SOURCE DATA:
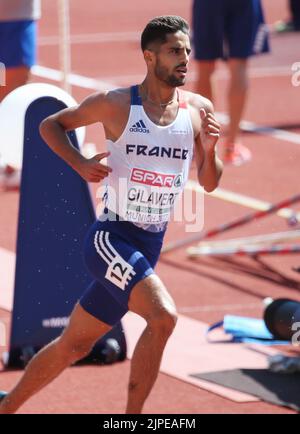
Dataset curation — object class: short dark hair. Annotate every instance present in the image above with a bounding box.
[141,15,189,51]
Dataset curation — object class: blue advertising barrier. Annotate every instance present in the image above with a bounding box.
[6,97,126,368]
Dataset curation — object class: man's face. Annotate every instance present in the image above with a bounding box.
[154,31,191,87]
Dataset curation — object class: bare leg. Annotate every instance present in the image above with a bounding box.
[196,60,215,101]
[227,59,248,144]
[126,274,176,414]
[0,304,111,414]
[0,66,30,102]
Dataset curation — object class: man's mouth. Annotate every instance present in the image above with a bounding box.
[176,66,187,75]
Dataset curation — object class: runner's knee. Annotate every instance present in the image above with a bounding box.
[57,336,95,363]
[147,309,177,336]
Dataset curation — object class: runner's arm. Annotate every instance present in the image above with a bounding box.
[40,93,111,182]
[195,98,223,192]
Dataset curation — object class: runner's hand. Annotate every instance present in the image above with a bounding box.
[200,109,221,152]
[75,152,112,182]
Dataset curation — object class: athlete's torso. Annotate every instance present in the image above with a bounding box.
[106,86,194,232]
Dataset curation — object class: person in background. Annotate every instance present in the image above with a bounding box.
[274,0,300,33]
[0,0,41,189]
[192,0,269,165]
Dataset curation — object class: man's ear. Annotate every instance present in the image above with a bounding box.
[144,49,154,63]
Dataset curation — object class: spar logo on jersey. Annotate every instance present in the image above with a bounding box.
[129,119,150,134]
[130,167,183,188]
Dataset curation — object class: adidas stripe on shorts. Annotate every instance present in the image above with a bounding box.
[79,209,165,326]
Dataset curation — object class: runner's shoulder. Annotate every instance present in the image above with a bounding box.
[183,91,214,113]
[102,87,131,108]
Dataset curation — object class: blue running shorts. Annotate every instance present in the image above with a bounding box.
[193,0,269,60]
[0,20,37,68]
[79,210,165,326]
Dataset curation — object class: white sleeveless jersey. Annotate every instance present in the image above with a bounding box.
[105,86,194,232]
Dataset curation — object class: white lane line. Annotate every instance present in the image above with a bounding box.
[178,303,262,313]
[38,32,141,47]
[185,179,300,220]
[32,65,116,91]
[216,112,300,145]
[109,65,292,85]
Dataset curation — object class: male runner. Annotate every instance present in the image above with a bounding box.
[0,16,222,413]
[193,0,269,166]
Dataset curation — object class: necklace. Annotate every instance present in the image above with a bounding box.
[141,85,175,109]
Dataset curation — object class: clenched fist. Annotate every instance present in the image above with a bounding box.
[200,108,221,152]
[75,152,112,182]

==

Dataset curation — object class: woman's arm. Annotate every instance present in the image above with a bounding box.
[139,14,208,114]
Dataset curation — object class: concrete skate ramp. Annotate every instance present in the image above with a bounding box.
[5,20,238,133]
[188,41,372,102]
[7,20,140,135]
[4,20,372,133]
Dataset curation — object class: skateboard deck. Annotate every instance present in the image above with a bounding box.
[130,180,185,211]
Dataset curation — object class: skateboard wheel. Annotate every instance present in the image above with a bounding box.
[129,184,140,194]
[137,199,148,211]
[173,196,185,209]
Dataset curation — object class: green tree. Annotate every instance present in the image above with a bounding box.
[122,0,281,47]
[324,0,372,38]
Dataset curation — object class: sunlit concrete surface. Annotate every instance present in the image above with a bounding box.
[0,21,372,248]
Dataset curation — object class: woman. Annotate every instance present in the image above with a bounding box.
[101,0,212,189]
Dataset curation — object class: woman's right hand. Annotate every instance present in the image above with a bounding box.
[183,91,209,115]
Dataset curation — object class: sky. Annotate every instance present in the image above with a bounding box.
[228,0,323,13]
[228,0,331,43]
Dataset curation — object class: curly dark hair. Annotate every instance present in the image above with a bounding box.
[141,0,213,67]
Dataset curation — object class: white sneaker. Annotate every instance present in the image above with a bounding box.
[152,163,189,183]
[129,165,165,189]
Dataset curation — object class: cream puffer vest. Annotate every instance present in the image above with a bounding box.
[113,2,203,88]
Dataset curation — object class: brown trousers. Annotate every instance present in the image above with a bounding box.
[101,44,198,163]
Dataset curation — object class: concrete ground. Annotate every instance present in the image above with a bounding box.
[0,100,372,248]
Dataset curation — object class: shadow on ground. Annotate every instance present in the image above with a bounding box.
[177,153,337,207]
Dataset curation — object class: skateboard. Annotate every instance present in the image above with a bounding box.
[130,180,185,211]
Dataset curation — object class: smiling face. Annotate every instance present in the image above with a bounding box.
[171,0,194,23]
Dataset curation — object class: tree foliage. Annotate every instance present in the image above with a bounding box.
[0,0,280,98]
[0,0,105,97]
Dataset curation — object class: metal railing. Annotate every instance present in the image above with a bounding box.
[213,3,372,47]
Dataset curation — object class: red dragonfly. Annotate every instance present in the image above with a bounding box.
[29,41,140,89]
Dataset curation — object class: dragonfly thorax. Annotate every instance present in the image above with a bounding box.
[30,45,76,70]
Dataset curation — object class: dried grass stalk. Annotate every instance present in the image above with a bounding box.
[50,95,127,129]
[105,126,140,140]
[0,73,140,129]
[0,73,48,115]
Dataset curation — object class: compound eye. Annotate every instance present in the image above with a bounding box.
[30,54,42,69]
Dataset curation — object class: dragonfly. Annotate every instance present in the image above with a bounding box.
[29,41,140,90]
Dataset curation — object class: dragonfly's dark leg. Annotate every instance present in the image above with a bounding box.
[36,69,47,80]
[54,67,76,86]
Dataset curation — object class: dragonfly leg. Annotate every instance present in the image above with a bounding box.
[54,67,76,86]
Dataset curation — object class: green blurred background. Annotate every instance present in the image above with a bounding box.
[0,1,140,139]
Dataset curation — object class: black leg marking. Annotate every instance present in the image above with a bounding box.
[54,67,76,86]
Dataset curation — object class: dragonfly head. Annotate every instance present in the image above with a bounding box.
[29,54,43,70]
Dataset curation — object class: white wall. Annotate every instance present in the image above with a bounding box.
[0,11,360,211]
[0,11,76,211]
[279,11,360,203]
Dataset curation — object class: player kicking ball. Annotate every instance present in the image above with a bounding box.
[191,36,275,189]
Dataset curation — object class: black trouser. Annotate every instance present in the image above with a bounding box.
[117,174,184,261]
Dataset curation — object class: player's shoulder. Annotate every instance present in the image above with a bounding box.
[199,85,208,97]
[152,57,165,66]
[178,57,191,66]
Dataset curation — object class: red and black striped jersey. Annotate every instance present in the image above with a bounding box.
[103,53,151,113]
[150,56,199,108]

==

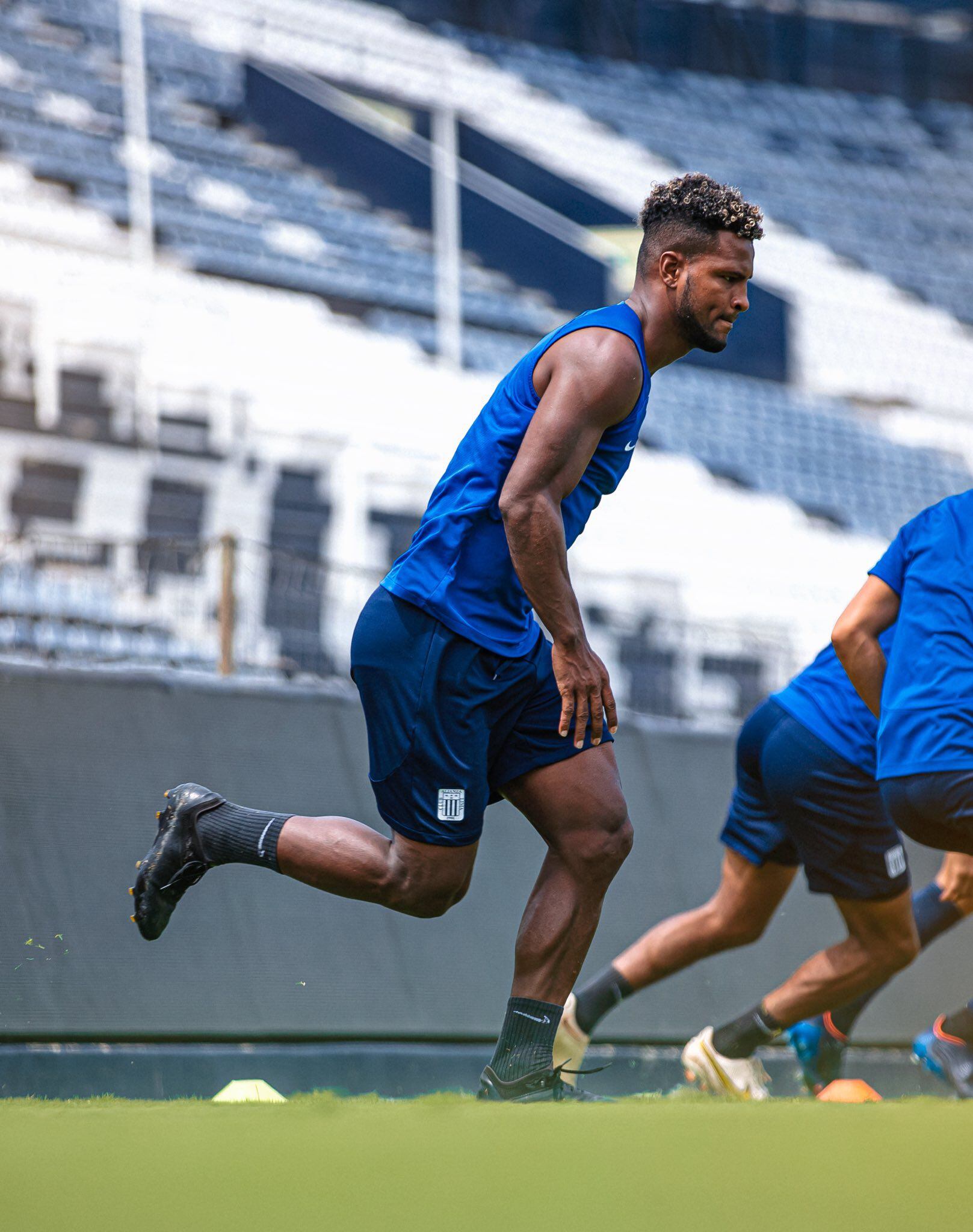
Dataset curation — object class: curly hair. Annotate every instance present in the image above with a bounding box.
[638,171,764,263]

WORK INSTRUCTIONS: Please extract the lines above without changes, starting at the line that contains "Dataset curation — object class: compound" and stopping after the line that contains "[0,1,140,139]".

CORRECT RESULT:
Dataset curation — object class: compound eye. Annotate every instance present in the image above with a bounding box.
[30,54,42,69]
Dataset curation — object class: dragonfly. Annotate every instance present in the image above with a bounding box.
[29,41,140,90]
Dataset curation — object class: dragonfly's dark leg. Annotate every instance present in the image above with a bounding box.
[36,69,47,80]
[54,67,76,86]
Dataset curation — object class: dragonfly leg. Annotate every instance present in the image above with a bounding box.
[54,67,76,86]
Dataset curation — object class: green blurred background. Annotate every instance present in the image above with a bounding box.
[0,1,140,139]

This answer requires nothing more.